▶ **CONSIGNES DE TRAVAIL**:
a) D'après le texte sur le jeu en classe, à quel mois la séquence a-t-elle été mise en place en Grande Section de Maternelle ?
b) Relevez, dans le texte sur le jeu en classe, tous les éléments de la préparation du jeu pour lesquels il ne fallait laisser aucune part au hasard.

▶ **TEXTE PRÉSENTÉ**:
★ ★ ★ ★ ★

La deuxième partie concerne plus directement mes observations et interventions dans une classe : elles se basent sur la mise en place d'une séquence sur la décomposition des nombres amenant à l'introduction de l'addition dans une classe de Grande Section de Maternelle, au mois d'avril.

Mener ces séances m’a permis de constater immédiatement qu’il ne fallait laisser aucune part au hasard au cours de la préparation du jeu, particulièrement dans la gestion de groupe (homogène, hétérogène, grand ou petit groupe…), du temps et du matériel. Le rôle du maître au cours de la séance est important également puisqu’il anime le jeu tout en ayant un objectif précis en tête.

Enfin, alors que la première partie tend à montrer l’efficacité du jeu en classe, la dernière nuancera ce propos : il faut savoir utiliser et considérer le jeu comme un outil pédagogique parmi d’autres. En effet, il peut poser parfois des problèmes selon les élèves, les enseignants et les situations. Les observations effectuées lors des séances de mathématiques ont révélé ainsi plusieurs difficultés dans son utilisation, liées à la gestion de classe, ou proprement inhérentes au jeu. Toutefois, certaines remédiations peuvent être envisagées afin de tirer le meilleur profit possible du jeu à l’école, ce profit étant l’objectif de tout enseignement : un apprentissage efficace pour des résultats optimaux.

★ ★ ★ ★ ★

▶ **Entrées d'un jeu de données de pointage**:
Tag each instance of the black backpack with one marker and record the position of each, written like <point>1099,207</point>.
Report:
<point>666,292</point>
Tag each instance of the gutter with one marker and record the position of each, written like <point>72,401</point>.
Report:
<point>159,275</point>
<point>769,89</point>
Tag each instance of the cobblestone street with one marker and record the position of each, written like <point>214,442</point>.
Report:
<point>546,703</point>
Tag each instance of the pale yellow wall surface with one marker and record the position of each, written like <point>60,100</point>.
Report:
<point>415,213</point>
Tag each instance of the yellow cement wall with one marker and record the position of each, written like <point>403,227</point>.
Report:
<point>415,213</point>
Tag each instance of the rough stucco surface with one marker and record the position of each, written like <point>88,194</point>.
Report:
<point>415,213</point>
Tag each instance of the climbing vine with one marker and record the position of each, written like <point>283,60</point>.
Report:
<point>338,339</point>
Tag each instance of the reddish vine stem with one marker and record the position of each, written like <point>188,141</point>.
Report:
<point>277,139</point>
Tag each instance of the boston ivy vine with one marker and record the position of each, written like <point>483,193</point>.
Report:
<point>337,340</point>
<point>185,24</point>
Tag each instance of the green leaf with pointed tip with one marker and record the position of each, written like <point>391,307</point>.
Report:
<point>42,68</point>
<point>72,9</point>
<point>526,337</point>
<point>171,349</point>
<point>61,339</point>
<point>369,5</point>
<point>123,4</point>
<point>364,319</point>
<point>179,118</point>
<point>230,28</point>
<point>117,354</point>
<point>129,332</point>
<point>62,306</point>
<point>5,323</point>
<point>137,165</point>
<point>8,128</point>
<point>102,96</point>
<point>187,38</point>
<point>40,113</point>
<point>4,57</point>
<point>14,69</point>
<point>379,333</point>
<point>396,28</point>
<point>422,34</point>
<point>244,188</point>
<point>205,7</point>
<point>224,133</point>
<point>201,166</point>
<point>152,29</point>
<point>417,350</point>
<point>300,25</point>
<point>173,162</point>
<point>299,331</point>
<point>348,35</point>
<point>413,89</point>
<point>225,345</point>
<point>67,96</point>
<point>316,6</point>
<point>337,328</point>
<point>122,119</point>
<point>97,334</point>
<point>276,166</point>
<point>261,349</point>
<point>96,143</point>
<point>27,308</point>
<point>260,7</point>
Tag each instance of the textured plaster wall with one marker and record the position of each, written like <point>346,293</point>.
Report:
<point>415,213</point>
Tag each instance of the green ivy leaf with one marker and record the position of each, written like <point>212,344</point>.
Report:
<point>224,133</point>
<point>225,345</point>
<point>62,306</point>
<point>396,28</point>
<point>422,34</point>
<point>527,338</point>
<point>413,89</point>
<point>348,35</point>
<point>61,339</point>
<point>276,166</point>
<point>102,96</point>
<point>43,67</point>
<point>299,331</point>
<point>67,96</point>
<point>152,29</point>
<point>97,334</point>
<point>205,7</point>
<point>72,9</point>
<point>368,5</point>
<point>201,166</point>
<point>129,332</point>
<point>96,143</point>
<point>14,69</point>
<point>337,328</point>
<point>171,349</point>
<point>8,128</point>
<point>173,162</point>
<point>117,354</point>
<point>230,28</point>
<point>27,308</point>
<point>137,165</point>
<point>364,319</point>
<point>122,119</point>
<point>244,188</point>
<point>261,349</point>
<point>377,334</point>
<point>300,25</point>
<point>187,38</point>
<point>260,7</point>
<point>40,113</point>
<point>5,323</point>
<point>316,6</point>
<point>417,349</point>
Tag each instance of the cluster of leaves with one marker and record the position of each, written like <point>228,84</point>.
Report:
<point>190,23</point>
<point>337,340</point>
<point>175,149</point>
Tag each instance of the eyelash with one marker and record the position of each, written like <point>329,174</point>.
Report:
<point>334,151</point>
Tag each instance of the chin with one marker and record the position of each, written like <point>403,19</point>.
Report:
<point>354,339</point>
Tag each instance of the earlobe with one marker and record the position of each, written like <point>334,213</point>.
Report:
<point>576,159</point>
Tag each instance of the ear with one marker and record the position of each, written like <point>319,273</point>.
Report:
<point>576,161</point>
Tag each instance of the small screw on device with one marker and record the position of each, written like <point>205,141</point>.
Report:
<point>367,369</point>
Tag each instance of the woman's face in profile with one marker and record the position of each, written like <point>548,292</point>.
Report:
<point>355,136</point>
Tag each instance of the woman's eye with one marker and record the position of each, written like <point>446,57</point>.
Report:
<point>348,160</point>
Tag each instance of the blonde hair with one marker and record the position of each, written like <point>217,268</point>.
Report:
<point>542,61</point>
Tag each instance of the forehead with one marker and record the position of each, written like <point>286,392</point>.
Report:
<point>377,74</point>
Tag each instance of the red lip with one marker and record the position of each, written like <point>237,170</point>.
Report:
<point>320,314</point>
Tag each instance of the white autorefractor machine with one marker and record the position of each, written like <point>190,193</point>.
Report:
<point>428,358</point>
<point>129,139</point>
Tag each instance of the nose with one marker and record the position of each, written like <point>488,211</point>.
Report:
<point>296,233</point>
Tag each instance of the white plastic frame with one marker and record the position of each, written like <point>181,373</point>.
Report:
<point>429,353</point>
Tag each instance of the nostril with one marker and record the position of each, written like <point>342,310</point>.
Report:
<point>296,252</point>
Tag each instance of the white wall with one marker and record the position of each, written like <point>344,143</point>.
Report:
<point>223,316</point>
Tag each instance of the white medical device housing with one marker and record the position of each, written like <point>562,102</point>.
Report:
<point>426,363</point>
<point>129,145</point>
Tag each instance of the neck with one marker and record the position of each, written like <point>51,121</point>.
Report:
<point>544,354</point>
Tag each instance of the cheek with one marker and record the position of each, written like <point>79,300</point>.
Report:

★ ★ ★ ★ ★

▶ **RÉPONSES PAR CONSIGNE**:
a) Au mois d'avril.

b)
- la gestion de groupe
- la gestion du temps
- la gestion du matériel